>> BEGIN Stored data
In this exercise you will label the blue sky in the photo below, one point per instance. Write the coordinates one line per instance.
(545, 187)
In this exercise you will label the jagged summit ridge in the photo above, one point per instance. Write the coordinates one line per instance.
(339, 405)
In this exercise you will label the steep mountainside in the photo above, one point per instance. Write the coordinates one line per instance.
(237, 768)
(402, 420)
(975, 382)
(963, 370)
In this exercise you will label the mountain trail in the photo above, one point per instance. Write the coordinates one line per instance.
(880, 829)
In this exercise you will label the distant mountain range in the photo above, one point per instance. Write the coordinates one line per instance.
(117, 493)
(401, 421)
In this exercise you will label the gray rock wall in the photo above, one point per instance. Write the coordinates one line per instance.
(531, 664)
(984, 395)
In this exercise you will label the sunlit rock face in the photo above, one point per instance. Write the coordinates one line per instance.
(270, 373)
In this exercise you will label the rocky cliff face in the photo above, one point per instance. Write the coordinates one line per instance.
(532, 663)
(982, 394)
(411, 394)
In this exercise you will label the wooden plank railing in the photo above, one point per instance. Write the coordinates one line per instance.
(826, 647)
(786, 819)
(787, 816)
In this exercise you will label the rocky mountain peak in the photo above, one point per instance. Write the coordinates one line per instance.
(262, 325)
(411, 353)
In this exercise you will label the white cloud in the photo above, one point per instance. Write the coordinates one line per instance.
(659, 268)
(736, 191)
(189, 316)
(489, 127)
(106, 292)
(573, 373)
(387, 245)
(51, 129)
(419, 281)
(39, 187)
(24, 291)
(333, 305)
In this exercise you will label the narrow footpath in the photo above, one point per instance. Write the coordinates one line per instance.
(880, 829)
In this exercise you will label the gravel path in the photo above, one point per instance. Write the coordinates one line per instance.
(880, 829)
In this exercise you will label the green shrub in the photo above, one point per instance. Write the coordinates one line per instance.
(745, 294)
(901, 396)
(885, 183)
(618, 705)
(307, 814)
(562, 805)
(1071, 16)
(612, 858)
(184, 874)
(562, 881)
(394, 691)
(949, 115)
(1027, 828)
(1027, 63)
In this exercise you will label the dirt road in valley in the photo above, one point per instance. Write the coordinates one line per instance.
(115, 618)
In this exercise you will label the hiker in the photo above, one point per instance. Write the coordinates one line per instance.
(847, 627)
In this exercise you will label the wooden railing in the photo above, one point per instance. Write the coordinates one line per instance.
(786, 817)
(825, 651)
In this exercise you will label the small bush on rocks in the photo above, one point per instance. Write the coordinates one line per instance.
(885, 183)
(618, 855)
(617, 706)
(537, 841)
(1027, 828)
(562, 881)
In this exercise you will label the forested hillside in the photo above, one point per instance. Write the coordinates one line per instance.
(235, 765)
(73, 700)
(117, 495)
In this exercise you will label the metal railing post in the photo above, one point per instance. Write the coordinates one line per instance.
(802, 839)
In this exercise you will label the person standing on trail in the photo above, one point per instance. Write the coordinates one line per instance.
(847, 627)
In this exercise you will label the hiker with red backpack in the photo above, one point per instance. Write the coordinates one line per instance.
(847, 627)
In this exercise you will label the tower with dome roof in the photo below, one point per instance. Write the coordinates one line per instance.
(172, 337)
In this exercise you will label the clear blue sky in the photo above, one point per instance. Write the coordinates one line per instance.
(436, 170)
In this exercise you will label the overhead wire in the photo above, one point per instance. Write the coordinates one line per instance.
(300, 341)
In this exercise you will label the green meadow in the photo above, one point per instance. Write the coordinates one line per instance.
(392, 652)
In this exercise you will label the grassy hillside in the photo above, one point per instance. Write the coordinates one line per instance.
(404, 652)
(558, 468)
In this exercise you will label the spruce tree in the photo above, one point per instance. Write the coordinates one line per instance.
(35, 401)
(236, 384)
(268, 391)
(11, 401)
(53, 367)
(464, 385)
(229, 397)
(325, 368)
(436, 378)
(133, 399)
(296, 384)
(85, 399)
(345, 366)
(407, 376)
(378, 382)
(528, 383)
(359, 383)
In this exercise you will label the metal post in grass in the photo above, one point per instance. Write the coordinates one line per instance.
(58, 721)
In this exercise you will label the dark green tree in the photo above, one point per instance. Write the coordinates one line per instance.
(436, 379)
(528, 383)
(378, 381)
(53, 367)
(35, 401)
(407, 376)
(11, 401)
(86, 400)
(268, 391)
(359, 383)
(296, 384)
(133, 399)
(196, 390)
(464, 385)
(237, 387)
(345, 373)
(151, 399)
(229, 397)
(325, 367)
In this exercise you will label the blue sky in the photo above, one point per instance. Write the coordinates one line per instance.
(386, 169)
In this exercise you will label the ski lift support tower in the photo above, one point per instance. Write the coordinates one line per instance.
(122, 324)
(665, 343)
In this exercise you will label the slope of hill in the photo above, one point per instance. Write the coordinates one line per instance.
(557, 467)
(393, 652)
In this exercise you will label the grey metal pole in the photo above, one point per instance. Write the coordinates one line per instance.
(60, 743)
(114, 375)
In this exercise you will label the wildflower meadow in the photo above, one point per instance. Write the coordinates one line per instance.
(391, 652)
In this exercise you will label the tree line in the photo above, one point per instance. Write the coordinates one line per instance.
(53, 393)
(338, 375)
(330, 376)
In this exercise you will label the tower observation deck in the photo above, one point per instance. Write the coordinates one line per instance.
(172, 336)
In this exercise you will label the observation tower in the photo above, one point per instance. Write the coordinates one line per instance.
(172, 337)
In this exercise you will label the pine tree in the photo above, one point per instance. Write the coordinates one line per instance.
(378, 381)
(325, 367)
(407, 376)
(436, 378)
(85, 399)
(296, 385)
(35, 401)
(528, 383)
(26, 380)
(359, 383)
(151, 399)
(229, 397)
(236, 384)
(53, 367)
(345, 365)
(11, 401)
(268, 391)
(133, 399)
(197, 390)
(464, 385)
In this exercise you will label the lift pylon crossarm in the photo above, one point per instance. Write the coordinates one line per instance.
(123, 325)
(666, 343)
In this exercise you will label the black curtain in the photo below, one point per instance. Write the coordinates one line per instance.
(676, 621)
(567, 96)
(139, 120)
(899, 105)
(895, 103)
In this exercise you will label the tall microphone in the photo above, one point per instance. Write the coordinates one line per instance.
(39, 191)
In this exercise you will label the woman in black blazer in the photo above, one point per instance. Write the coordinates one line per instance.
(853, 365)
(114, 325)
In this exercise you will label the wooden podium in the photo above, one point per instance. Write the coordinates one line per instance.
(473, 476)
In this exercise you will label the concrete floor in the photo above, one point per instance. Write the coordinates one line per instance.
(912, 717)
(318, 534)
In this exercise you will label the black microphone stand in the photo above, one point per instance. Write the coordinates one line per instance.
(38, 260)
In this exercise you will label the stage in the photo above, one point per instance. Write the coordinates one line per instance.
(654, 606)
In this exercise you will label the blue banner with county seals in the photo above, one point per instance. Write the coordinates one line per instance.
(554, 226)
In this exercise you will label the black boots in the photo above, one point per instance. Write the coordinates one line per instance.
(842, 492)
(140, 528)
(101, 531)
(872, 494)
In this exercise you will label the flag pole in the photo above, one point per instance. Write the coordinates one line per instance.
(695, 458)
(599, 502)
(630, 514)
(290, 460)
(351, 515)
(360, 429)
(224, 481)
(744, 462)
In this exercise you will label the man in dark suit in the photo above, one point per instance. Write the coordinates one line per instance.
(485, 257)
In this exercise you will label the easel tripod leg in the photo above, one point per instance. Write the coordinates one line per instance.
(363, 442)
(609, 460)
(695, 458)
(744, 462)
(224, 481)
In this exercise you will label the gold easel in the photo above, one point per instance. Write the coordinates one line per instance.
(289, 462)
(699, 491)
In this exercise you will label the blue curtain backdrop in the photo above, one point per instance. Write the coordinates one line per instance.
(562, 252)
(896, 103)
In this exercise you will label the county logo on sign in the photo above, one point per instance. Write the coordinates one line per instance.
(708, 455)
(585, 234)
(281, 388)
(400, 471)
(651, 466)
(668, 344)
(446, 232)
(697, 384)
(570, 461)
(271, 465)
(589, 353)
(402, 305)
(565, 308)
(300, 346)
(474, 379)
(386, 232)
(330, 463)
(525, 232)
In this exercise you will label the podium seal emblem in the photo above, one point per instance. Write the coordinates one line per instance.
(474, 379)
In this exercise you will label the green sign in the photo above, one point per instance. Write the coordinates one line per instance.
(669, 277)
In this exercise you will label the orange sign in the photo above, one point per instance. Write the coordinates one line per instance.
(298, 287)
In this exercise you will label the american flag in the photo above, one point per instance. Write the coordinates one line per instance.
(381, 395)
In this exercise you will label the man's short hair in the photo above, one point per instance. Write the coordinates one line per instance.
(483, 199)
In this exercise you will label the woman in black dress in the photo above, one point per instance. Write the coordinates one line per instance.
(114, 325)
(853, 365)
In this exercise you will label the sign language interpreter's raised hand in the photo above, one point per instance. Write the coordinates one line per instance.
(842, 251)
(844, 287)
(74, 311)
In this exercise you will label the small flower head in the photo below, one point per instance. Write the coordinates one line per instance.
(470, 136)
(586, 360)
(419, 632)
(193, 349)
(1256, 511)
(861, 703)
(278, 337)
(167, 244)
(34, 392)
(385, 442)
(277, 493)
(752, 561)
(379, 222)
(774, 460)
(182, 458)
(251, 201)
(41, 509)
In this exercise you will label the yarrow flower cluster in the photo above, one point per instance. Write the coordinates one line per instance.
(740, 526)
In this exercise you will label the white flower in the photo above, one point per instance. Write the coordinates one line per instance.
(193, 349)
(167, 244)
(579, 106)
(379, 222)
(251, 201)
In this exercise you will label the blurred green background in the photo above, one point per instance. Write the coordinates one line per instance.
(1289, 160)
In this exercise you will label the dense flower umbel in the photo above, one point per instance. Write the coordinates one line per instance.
>> END Stored data
Return the lines beginning at the one that contains "In this exercise you will label the yarrow" and continuing through the last line of the data, exactly as they stand and without any others.

## Expected answer
In this exercise you will label the yarrow flower cluster in the photo above, one point per instance. Write the coordinates one line per instance.
(740, 526)
In this exercise you will label the white flower in the photo above, one point per instance. Write the coordinates one line per instance.
(193, 349)
(167, 244)
(579, 106)
(379, 222)
(251, 201)
In this exercise you will label the blurred green background in the photo above, one point per instance. Write the coordinates one line per instance.
(1289, 160)
In this exercise you will label the dense flower umbel in the photo above, one point per instance. Write the coordinates one line per instance.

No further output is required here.